▶ **Tasks to perform**
1) In the court record below, what led the learned Magistrate to find the Accused guilty on each count? Answer in one to three sentences.
2) Answer these questions from the court record below.
(a) Which section of which Act does the second count say was contravened?
(b) In what public place was the Accused drunk and disorderly?
(c) What amount was ordered as compensation on the first count, and to whom?
3) Reproduce the court record below from "DRUNK AND DISORDERLY: - Contrary" to "Queens Road, Lomolomo.".

# START OF Given text

Particulars of Offence (b)
DINESHWAR SINGH on the 31st day of December, 2016 at Lautoka in the Western Division willfully obstructed CORPORAL 2752 SALENDRA RAM in the due execution of
his duty.
SECOND COUNT
Statement of Offence (a)
DRUNK AND DISORDERLY: - Contrary to Section 4 of the Minor Offences Act, Cap 18.
Particulars of Offence (b)
DINESHWAR SINGH on the 31st day of December, 2016 at Lautoka in the Western Division was drunk and disorderly in a public place namely Queens Road, Lomolomo.
- Accused tendered an unequivocal plea of guilty when the charges were read out on 3rd January, 2017. Upon agreement of facts by the Accused, learned Magistrate found the Accused guilty on each count.
- Learned Magistrate having decided that this was a fit case in which no conviction need be entered, without proceeding to conviction,
ordered to pay $ 50 to the complainant as compensation on 1st count, and on the second count, to buy 10 large sized (XL) pizzas from Lautoka Hotel together with 10x2 liters of juice of any brand
and supply the same to Assistant Superintendence of Police Apete within 3 hours of the ‘sentence’.

# END OF Given text
# START OF Given records

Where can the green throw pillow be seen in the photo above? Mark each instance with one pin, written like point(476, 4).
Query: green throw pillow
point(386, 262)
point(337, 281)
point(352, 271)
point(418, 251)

# END OF Given records

▶ **Answers per task**
1) The Accused entered an unequivocal plea of guilty when the charges were read out on 3rd January, 2017, and then agreed to the facts. On that basis, the learned Magistrate found the Accused guilty on each count.

2)
(a) Section 4 of the Minor Offences Act, Cap 18.
(b) Queens Road, Lomolomo.
(c) $50, to be paid to the complainant.

3)
DRUNK AND DISORDERLY: - Contrary to Section 4 of the Minor Offences Act, Cap 18.
Particulars of Offence (b)
DINESHWAR SINGH on the 31st day of December, 2016 at Lautoka in the Western Division was drunk and disorderly in a public place namely Queens Road, Lomolomo.